[[ Excerpted text, beginning ]]

Society for the Prevention of Pants
The Fund for Pants Awareness
Pants Across America
The Right to Pants Association
Friends of Pants
This week’s Monday Mission solicits donations in the form of posts about a charity, real or imagined, serious or humorous. (Wow, I just started to type “humourous.” I think it’s a side effect of reading so many blogs by Canadians.) With so many options, it’s hard to narrow down. How can I pick a favorite? Usually, I take every opportunity for silliness. But with things going on in my personal life right now, I’m moved to actually write a serious post, and mention a real charity.
My friend Elizabeth was a beautiful person. It hurts me to write about her in the past tense. But there it is. She died on Friday after a 2-year valiant fight against cancer.
I saw Elizabeth on Tuesday at the hospital. She was still herself, in many ways. Quieter. It was an effort for her to talk. But she still had her sense of humor intact. A close friend of hers flew in from out of state, who I got to meet for the first time. We sat around talking, then reading questions from Trivial Pursuit. Elizabeth and her husband and parents, who had spent much time in hospital rooms with her, had devised a variation of the game. They’d gotten rid of the board ages ago. Instead, they’d read and answer all 6 questions on 6 sequential cards, and total the score out of 36. When an awkward silence started to creep over the room, Elizabeth called for a round of questions. “With three smart women like us, we ought to be able to beat the high score.”
When it was time for me to go catch my train home, I hugged her and told her that I would see her again once she was back home, but I didn’t want to be a pest. I told her she should tell me if I was being a pest. And I hugged her husband, and told him that he should tell me if I was being a pest. And then I turned to the friend, and said “I just met you, so you don’t get to tell me if I’m being a pest.” And we all laughed. Elizabeth, too. I said my good-byes and left. I didn’t dream that it was the last time I would ever see or speak to Elizabeth. I worked on a letter to her that night, determined to share things with her about how much her friendship has meant to me.
She did get to go home. I called on Friday, hoping to make plans to see her over the weekend. When I got the answering machine, I was worried that perhaps she was still in the hospital, that there had been more complications. But then her husband called me back a bit later with the news. Elizabeth had died that morning. It was a huge shock to me, and I dissolved into a blubbering wreck on the phone. “I’m sorry. You don’t need this from me,” I apologized to my friend’s husband through my sobs. But maybe that’s what I’d want in his shoes. To know that my grief and pain were shared.
I’ve had a bit of a rough few days. I’ve had to share the news with our mutual friends, most of whom were not in regular contact with Elizabeth. Some of whom had not even known she was sick. This was a new job for me. I can only imagine what my friend’s husband is going through. He has so many things to take care of. I am so sad for him. And their little girls. And the rest of her family.
I’m still in shock that this has happened. My friend was 35 years old.

[[ Excerpted text, end ]]

▸ What to do: Continue the blog post about the friend who died of cancer, picking up after its last sentence.

[[ Available data, beginning ]]

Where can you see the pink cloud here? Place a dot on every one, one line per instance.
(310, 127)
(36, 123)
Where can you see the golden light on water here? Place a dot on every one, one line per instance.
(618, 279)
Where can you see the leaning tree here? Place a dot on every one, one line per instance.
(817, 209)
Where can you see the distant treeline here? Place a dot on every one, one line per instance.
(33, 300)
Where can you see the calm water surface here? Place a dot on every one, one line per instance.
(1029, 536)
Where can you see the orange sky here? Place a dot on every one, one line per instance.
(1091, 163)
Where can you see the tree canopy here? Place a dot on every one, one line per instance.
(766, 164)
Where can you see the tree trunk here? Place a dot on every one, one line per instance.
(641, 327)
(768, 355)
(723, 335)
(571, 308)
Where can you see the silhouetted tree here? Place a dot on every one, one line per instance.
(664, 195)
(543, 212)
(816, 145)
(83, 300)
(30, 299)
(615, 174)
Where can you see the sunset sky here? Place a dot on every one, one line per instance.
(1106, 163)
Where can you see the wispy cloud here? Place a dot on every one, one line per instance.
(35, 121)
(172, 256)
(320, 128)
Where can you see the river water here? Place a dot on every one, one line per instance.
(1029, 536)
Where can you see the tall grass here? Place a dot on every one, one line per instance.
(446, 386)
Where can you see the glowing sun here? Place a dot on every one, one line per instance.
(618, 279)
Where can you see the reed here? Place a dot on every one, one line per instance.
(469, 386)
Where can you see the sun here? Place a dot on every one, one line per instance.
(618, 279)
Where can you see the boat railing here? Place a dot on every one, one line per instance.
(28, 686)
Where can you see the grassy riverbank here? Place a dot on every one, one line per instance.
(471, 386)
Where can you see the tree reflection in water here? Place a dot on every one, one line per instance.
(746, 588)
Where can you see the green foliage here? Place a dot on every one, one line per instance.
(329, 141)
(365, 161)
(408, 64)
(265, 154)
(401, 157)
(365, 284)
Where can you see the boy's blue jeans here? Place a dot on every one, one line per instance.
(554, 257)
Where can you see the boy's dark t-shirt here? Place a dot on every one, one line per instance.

[[ Available data, end ]]

▸ Written answer:
She underwent 2 years of procedures and treatments, including chemo, radiation and multiple surgeries. She showed an incredible amount of strength through it all, even as her body became weaker. She didn’t give up hope. She kept living. Kept being a wonderful mother to her 2 beautiful little girls. She was wife, sister, daughter, aunt, friend. And she played all these roles amazingly well.
Time after time, she got bad news from the tests. She would share the news with me at times. The cancer was spreading. The chemo drugs weren’t working. Then the next chemo drugs weren’t working. That she had basically maxed out for radiation. Two weeks ago she told me that they had reached the end of the FDA-approved treatments. She still had hope for the experimental treatments. It turned out she didn’t qualify. Just last Monday, she was told that the next step was hospice.
I found myself very angry that she couldn’t get those experimental treatments. I find myself thinking that things didn’t have to be this way. Science is making great strides in determining causes of cancers. Strides are being made towards the prevention of certain types of cancer. Treatments are much more effective than they were even 10 or 20 years ago. Or 30 years ago.
My own father died of cancer 30 years ago. And I’ve lost others to cancer, too. My much loved grandmother, who was a powerful force in my life. The father of a close friend, who treated me like family and called me “daughter.” A dear stepfather, who I only knew a short time. Even my beloved dog. With my new grief for my friend, I revisit the past grief. I think especially of the loss of my father, how I not only miss him, but missed getting to know him since I was so young when he died. And I think of how Elizabeth’s daughters will miss out on getting to know Elizabeth as the friend that I knew and loved. Cancer robs us of people that we love, of their contributions to our lives and our world.
And I find myself thinking that things could have been different. That with more research, things will be different.
So I end this with a nod to the American Cancer Society.
The American Cancer Society is the nationwide community-based voluntary health organization dedicated to eliminating cancer as a major health problem by preventing cancer, saving lives, and diminishing suffering from cancer, through research, education, advocacy, and service.